## Task objective
Please return, unchanged, each line in the material below that contains the word "cloud".

## Begin Recorded information

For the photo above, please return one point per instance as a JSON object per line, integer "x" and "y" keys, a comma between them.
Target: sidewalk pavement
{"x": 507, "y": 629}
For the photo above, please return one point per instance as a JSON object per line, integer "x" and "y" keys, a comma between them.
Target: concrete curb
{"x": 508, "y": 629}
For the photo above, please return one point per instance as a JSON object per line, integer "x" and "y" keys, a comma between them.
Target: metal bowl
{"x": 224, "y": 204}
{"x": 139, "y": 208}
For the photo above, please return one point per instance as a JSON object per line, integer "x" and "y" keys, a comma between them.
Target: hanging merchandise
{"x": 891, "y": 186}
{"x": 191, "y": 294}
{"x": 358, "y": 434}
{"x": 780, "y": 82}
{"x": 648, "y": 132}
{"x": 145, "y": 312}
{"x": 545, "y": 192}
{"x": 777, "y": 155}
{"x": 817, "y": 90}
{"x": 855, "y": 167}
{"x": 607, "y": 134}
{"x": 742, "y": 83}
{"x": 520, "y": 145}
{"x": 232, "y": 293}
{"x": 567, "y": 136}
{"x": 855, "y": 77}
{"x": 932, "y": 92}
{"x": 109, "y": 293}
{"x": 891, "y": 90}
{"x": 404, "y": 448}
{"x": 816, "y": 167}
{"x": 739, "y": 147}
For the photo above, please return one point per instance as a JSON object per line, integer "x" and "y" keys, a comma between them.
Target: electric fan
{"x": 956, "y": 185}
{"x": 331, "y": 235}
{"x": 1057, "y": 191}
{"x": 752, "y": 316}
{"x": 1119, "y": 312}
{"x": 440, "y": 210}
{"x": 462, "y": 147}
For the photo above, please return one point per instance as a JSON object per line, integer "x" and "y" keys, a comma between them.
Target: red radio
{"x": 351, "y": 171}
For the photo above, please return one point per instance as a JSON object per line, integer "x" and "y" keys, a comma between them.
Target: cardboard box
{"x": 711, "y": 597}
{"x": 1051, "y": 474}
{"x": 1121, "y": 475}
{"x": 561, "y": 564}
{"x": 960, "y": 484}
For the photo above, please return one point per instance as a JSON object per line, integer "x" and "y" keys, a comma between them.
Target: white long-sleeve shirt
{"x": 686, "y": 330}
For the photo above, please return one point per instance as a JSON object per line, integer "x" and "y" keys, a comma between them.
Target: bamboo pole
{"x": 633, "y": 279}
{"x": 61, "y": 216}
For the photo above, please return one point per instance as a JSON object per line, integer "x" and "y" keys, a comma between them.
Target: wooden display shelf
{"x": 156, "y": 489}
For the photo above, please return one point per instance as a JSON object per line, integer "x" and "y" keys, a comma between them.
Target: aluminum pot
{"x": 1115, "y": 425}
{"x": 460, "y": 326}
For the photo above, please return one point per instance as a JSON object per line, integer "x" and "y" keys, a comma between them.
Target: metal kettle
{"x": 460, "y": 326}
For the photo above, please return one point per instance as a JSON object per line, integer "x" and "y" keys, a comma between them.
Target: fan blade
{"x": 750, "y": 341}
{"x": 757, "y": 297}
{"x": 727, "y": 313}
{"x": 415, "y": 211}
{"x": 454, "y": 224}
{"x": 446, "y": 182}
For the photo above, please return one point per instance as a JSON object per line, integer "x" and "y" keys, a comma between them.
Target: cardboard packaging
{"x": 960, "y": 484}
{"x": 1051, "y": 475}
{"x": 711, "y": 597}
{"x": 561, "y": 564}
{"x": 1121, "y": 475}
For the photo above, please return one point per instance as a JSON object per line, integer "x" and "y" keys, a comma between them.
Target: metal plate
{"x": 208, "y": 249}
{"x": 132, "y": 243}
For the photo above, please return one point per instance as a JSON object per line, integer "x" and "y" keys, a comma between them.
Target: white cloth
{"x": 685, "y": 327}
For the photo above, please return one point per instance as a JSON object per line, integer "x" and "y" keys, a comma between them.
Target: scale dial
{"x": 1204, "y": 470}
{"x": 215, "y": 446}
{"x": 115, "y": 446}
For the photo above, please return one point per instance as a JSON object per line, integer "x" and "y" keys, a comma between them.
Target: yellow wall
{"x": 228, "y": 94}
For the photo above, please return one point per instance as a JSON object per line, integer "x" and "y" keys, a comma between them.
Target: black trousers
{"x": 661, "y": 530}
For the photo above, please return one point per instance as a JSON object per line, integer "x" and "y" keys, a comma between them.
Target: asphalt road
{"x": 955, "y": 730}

## End Recorded information
## Begin Recorded information

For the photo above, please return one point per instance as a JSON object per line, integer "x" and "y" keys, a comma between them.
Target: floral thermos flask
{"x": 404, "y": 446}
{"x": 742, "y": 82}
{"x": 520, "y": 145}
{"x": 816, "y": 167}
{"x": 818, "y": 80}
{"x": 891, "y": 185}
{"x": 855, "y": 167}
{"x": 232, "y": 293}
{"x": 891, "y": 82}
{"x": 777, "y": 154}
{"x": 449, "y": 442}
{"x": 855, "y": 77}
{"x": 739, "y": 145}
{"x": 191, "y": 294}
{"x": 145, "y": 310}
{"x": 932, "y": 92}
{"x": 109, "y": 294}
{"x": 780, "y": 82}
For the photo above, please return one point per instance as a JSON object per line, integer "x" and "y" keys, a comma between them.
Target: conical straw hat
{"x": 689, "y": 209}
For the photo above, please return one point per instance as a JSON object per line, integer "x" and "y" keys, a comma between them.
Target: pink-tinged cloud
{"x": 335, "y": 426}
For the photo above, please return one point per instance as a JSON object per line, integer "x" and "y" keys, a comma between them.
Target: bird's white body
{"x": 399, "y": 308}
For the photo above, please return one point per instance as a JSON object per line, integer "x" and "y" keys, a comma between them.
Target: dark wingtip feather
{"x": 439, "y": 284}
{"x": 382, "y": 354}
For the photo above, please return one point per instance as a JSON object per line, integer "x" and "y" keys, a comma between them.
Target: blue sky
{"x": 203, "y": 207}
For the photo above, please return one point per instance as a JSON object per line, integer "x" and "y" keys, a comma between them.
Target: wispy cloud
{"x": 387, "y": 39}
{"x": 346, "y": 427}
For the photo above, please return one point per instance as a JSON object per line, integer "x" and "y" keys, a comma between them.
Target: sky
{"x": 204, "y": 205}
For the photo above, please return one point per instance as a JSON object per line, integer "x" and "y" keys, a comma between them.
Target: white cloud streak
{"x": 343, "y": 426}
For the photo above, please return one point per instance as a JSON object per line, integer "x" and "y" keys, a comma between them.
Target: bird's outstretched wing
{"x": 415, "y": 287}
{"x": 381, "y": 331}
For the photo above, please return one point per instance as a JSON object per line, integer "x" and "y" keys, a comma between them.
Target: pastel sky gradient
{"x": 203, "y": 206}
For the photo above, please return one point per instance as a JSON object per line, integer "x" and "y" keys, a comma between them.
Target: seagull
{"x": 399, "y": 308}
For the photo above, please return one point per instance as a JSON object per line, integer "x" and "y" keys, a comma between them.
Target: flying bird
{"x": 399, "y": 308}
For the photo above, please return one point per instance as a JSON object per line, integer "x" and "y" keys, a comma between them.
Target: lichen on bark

## End Recorded information

## Reply to the exercise
Target: pink-tinged cloud
Target: wispy cloud
Target: white cloud streak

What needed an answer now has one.